- _EXTRAIT À LIRE_:
Dirk Deraedt, médecin spécialiste en soins intensifs, tient la chronique d'événements qui le touchent dans sa pratique. © FRANK BAHNMÜLLER

La nicotine, malgré tout

Médecin spécialiste en soins intensifs, tient la chronique d’événements qui le touchent dans sa pratique.

Consultation pré-opération chirurgicale. Devant moi, un homme, nerveux, qui doit bientôt se faire opérer. A côté de lui, son épouse, assise sur le bord de sa chaise. Il est évident que c’est elle qui porte la culotte dans le couple.

Je pose une série de questions de routine: nom, date de naissance... Question après question, c’est la femme qui répond à la place de son mari, comme si elle était la mère d’un enfant en bas âge. Ou l’avocate d’un prévenu face au juge. De quelle opération s’agit-il? Une opération des poumons, répond encore l’épouse. Cette fois, j’interviens, cordialement mais fermement: « Est-ce que monsieur pourrait répondre lui-même? C’est lui qui va se faire opérer... ». Gêné, l’homme regarde les papiers qu’il tient à la main. Sa femme pince les lèvres. Bah, ça part d’un bon sentiment, je suppose. Ces deux-là forment sans aucun doute un couple solide depuis des décennies: elle est la bavarde qui s’occupe de tout, lui le taciturne qui bricole dans la maison.

Dans tous ces graves problèmes de santé, le tabac joue un rôle indéniable!

Mais l’homme a des raisons d’être nerveux. Il articule, hésitant: « Cancer du poumon. On doit retirer le lobe supérieur de mon poumon gauche », explique-t-il. Dans son dossier, je lis qu’en effet, il souffre d’un carcinome pulmonaire. Je lui explique comment va se dérouler l’anesthésie. « Je sais, m’interrompt-il. J’ai déjà vécu tout cela quand on m’a enlevé, il y a cinq ans, le lobe inférieur du poumon droit.  » J’examine à nouveau son dossier. C’est exact: ce sera donc sa deuxième opération aux poumons. Une récidive de cancer: double malchance.Je lis aussi que ce patient a fumé pendant de longues années, pendant exactement cinquante-deux ans. Je lui demande, sans ironie, s’il a arrêté de fumer...

- _MATÉRIEL FOURNI_:

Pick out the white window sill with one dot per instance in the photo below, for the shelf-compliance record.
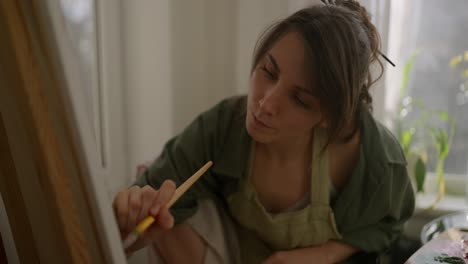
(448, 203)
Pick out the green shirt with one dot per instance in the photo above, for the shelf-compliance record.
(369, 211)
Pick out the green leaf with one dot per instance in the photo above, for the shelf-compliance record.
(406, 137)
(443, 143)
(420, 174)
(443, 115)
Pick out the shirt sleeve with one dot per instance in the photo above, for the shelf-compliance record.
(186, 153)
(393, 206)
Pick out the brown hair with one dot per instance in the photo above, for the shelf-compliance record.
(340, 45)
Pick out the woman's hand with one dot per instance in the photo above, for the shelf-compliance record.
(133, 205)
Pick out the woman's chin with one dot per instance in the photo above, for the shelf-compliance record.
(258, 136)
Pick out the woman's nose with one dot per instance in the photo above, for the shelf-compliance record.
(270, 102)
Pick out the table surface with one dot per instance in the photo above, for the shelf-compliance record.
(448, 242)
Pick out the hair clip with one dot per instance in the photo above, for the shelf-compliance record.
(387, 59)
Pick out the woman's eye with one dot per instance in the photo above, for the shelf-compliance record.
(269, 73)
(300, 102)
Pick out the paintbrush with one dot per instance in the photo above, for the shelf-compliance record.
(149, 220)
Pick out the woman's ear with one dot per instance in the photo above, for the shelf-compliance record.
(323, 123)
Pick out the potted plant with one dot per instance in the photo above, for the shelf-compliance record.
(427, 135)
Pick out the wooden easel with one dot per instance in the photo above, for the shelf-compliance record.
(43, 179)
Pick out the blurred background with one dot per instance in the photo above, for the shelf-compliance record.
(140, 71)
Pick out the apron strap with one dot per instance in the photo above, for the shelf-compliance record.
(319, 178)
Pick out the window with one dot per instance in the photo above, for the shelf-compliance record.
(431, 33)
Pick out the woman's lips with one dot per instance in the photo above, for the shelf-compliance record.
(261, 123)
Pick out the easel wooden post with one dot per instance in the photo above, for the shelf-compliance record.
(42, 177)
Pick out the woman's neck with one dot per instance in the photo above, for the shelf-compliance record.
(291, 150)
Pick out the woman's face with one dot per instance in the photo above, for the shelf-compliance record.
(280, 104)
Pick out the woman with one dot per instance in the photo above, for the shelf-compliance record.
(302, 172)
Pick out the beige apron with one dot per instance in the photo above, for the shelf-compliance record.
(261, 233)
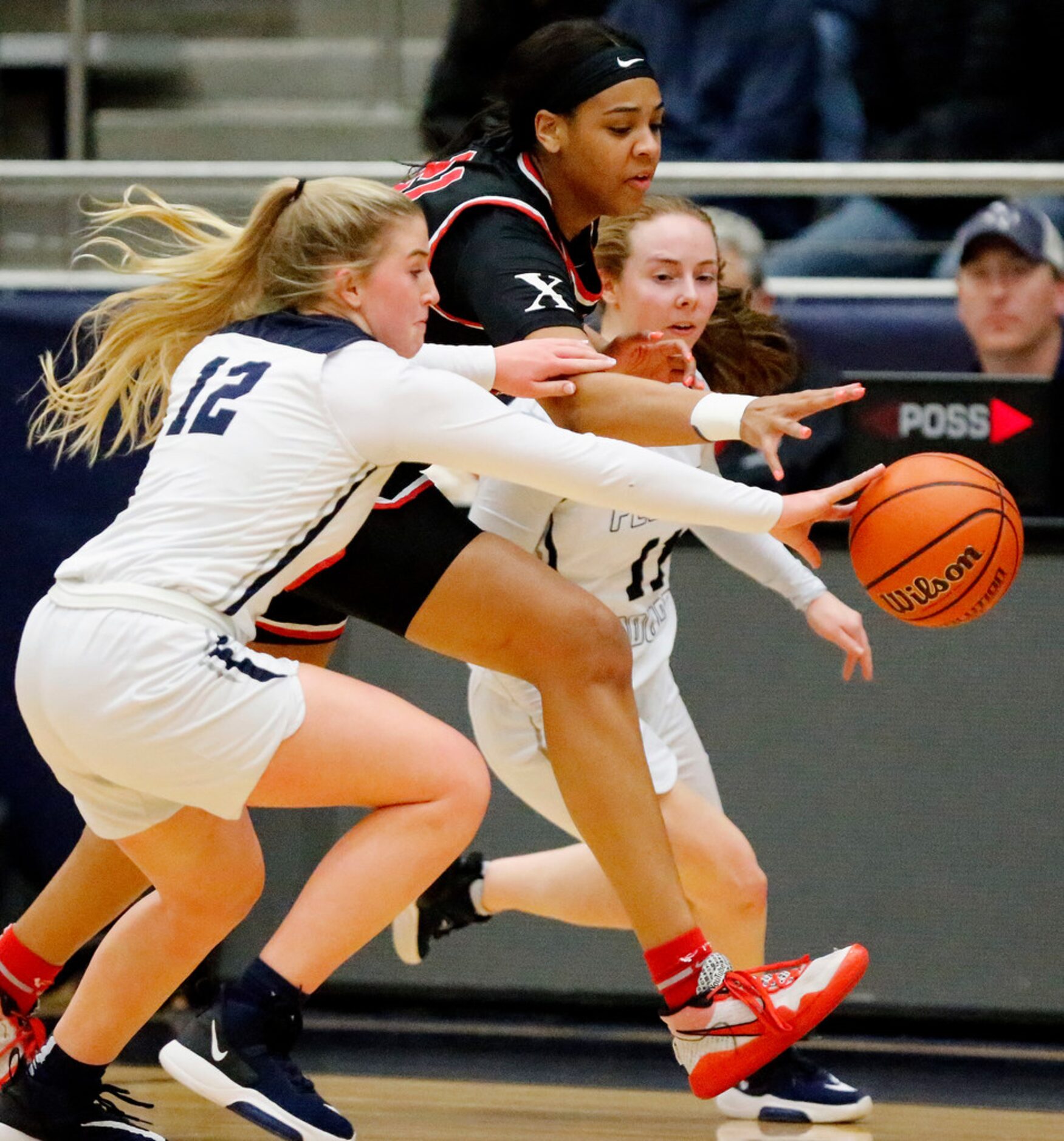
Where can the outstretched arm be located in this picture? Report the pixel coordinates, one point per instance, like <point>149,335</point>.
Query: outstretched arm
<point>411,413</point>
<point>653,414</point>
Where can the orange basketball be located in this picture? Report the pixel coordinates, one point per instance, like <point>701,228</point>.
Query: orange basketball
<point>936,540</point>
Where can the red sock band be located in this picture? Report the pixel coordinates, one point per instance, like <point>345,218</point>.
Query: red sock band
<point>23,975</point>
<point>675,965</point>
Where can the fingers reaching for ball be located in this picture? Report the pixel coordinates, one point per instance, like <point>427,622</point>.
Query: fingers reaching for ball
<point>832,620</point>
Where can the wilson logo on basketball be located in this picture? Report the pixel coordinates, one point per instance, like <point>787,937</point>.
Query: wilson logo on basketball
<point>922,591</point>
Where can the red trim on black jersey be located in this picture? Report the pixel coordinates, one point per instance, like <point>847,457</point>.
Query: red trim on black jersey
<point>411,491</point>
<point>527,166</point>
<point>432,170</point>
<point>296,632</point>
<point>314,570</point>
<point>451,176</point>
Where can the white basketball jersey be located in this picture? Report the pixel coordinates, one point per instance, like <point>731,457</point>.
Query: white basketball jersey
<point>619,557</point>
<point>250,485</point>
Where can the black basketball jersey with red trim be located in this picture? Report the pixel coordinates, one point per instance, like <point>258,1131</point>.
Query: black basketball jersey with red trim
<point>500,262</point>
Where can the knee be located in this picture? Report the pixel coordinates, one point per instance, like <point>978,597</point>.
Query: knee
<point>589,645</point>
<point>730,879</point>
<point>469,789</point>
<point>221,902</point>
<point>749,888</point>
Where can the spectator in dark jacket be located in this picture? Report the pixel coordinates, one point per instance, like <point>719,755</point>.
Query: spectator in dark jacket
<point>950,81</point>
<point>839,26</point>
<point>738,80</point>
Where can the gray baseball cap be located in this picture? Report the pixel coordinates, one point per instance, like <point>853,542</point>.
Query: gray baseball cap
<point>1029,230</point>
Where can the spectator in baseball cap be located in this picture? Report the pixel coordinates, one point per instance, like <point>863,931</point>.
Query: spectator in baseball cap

- _TÂCHES À RÉALISER_:
#1 D'après la chronique « La nicotine, malgré tout », pendant combien d'années le patient a-t-il fumé ?
#2 Relevez tous les adjectifs que la chronique « La nicotine, malgré tout » emploie pour qualifier l'attitude ou le caractère du patient.
#3 Poursuivez la chronique « La nicotine, malgré tout » après sa dernière phrase.

- _TÂCHES RÉSOLUES_:
#1 Il a fumé pendant exactement cinquante-deux ans.

#2 nerveux, gêné, hésitant, taciturne

#3
L’homme détourne à nouveau le regard, visiblement ennuyé. « Hélas non, docteur. » C’est sa femme qui répond à nouveau pour lui, sur le ton de la réprimande. « Il a essayé plusieurs fois d’arrêter ». Et de me résumer les vaines tentatives: « Il a essayé une première fois d’arrêter après son infarctus, il y a vingt ans. Puis une deuxième fois après avoir eu un cancer de la vessie. Et une troisième fois quand on lui a diagnostiqué un cancer du poumon. » Je n’en reviens pas. Dans tous ces graves problèmes de santé, le tabac joue un rôle indéniable. Ces maladies auraient pu le tuer: mais que faut-il donc de plus pour effrayer quelqu’un et l’inciter – enfin – à cesser de fumer? Pourtant, cet homme continue! Cela montre à quel point la nicotine induit une dépendance...

« Ce sont mes nerfs », se défend-il. Je me déclare désolé pour lui et lui souhaite le meilleur pour son opération. « Cette fois, je vais vraiment arrêter, docteur », balbutie-t-il, comme s’il devait se justifier devant moi. Sa femme le prend par le bras et l’entraîne hors du cabinet.